- [WHAT TO DO] The span to copy runs from the line containing "Two rules. Place a point on every instance of the sunlit" to the last line below. Copy it exactly, with nothing else.

○ ○ ○ ○

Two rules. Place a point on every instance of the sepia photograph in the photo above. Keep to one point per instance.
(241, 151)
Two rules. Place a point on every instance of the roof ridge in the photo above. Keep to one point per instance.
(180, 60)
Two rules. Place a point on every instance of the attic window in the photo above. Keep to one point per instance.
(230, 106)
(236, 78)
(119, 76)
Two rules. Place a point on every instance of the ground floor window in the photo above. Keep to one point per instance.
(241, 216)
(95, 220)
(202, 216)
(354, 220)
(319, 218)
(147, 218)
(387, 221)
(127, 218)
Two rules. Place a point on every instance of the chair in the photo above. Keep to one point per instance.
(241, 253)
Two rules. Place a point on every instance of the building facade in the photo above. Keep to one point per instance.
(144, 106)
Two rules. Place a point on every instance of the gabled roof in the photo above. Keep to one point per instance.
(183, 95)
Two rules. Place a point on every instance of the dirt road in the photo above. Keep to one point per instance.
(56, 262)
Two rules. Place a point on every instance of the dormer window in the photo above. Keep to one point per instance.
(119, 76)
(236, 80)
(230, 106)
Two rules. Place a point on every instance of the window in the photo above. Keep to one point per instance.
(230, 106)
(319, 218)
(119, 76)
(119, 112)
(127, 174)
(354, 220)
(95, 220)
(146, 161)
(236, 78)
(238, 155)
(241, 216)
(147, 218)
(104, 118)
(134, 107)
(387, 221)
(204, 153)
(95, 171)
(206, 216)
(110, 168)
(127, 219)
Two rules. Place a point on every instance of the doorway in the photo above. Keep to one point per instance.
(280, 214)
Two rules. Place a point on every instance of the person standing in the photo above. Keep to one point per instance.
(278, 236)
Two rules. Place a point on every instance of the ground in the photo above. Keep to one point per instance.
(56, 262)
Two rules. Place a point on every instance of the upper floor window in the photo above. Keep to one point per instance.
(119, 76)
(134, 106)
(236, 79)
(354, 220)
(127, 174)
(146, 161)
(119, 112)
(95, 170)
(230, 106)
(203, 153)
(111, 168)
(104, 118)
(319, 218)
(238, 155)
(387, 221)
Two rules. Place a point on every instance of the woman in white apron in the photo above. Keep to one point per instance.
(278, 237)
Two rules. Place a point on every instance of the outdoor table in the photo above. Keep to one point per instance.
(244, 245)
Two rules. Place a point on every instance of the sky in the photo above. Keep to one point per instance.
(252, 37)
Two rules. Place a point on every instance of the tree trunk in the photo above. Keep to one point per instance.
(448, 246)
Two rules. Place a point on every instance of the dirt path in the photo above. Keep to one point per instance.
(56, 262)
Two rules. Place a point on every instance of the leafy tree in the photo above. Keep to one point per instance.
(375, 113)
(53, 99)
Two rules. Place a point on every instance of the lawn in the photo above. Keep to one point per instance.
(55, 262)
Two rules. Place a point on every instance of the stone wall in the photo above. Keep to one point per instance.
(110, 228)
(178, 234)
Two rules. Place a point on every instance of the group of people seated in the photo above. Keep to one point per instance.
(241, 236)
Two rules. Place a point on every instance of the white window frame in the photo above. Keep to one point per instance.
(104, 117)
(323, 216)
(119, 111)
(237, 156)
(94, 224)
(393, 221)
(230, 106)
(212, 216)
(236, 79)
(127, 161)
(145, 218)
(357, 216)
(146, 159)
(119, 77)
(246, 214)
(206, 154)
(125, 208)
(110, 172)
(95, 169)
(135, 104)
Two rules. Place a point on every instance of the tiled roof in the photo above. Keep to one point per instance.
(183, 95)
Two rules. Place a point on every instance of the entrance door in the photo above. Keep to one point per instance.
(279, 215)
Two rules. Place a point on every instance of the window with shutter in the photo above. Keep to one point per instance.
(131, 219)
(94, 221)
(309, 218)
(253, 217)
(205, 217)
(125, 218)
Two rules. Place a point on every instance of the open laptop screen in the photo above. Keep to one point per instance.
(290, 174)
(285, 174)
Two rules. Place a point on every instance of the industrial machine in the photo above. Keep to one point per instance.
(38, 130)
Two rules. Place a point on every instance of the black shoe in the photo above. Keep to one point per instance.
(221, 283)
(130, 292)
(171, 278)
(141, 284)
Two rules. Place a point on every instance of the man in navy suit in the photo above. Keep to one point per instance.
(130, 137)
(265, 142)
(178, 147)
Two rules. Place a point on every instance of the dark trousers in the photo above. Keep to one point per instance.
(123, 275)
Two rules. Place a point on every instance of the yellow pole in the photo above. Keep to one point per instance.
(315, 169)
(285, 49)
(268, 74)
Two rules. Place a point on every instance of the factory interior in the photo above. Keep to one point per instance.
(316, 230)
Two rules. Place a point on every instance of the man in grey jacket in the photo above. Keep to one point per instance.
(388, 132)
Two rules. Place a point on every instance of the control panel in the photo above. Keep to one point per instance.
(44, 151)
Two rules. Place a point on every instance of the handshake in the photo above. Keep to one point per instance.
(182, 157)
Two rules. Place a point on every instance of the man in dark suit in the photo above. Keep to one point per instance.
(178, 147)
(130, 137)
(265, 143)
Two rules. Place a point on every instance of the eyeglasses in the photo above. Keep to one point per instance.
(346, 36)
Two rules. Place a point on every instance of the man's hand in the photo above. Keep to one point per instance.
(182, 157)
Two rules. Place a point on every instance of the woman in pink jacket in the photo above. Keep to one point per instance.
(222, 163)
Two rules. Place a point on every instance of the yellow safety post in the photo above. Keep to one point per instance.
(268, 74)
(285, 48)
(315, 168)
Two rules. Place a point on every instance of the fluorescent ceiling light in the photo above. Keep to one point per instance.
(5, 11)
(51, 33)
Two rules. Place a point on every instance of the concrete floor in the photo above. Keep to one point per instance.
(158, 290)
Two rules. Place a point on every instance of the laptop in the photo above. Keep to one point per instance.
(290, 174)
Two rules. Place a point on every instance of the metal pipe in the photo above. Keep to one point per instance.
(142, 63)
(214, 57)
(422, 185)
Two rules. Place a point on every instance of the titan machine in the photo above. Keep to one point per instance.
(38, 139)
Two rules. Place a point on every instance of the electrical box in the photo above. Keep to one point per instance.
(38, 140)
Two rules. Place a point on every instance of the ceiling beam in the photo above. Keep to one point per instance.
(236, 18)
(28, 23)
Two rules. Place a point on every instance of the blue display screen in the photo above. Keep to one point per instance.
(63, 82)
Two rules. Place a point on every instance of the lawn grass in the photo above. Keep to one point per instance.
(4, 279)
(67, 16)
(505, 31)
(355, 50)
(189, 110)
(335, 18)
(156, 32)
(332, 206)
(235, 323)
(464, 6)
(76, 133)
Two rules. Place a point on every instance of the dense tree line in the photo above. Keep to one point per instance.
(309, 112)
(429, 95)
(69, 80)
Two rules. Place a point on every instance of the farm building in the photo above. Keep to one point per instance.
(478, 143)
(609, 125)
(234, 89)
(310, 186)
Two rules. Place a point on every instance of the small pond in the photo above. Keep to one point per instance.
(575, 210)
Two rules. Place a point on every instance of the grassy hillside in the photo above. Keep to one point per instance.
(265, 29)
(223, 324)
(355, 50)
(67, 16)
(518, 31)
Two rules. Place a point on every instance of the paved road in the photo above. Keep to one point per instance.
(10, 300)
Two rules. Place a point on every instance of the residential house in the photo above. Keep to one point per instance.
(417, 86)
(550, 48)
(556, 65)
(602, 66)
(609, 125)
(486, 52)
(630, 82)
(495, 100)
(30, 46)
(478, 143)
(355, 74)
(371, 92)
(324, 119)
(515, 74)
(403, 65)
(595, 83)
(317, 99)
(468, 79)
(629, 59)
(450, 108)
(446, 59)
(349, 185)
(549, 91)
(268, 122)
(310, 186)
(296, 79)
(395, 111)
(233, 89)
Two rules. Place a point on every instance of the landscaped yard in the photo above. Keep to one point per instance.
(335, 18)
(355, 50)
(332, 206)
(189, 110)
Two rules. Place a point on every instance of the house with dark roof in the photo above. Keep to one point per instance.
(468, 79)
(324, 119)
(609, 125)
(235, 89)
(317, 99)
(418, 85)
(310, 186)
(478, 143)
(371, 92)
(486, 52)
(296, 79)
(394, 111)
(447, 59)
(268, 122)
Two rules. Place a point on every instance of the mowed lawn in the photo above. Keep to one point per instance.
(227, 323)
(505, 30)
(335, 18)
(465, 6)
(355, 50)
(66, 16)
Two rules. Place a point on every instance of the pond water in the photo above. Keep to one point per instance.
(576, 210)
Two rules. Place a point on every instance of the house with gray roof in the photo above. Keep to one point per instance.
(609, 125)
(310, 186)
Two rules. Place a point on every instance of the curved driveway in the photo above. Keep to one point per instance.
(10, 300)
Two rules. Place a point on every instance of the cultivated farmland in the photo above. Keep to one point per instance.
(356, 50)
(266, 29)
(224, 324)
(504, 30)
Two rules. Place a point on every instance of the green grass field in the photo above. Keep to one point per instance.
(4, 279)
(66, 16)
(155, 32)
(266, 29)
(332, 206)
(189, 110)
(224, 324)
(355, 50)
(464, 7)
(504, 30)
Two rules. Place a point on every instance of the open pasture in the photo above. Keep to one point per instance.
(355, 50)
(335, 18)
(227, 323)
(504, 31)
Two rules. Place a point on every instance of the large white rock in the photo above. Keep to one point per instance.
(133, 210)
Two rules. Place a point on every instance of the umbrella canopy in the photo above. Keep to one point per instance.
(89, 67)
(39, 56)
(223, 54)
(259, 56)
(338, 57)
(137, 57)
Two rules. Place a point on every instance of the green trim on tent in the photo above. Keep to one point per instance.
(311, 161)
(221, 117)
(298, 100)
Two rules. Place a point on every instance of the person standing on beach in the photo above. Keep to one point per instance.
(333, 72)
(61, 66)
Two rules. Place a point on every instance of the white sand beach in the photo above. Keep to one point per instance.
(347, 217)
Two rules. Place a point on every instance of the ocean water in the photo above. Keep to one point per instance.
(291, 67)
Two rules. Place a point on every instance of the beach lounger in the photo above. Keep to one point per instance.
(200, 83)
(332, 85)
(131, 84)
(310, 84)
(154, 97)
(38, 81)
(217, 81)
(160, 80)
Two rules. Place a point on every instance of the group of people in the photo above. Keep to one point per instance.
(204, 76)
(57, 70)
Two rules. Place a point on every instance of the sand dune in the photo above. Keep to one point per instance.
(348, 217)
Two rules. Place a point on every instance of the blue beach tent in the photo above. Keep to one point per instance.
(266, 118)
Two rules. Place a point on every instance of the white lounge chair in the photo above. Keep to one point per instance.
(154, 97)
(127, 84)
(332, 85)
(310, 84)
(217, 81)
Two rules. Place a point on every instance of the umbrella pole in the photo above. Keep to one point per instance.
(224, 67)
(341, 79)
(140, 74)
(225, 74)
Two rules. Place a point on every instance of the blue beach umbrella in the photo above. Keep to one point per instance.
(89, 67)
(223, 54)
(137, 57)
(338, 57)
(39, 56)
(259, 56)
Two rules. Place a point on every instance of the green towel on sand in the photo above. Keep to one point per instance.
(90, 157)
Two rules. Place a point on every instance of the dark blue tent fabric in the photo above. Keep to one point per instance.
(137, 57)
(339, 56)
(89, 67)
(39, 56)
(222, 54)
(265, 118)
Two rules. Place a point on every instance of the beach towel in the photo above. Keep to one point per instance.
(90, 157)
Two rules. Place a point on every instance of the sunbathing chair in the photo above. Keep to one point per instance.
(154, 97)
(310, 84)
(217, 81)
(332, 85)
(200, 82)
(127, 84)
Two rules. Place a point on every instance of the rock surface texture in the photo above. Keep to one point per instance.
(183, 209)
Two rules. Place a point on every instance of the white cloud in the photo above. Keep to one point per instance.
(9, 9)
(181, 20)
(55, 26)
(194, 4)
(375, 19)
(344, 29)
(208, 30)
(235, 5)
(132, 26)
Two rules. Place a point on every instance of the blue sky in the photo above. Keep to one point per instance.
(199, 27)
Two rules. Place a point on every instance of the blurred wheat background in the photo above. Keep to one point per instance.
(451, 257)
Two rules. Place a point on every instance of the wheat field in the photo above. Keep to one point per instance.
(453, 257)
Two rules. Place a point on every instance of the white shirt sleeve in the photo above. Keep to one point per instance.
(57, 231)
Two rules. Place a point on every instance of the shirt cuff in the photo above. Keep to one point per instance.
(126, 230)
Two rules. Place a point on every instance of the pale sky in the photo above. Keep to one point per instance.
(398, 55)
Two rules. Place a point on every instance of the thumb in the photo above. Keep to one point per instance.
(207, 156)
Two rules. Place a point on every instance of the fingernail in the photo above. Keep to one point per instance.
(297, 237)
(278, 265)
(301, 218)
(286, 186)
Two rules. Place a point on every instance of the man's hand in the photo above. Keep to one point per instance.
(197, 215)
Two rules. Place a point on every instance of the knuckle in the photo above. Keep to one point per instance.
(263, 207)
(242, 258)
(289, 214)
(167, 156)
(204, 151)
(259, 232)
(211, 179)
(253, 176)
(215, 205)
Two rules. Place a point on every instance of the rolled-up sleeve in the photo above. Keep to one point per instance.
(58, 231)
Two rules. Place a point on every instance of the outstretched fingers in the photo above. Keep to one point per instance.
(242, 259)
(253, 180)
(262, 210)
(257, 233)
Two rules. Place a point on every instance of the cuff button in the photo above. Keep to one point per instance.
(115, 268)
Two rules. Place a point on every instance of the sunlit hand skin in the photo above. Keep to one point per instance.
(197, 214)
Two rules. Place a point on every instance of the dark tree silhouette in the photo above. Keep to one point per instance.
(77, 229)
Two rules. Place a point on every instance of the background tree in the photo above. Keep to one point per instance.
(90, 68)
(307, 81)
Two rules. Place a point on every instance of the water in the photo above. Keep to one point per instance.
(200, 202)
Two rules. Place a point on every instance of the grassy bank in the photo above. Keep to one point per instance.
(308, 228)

○ ○ ○ ○

- [ANSWER BELOW]
Two rules. Place a point on every instance of the sunlit hand skin in the photo above. Keep to one point per instance.
(197, 214)
Two rules. Place a point on every instance of the dark tree silhouette in the photo above. Keep to one point per instance.
(77, 229)
Two rules. Place a point on every instance of the background tree in the photo above. Keep to one point per instance.
(90, 68)
(307, 81)
Two rules. Place a point on every instance of the water in the photo above. Keep to one point per instance.
(200, 202)
Two rules. Place a point on every instance of the grassy bank in the photo above. Keep to one point per instance.
(308, 228)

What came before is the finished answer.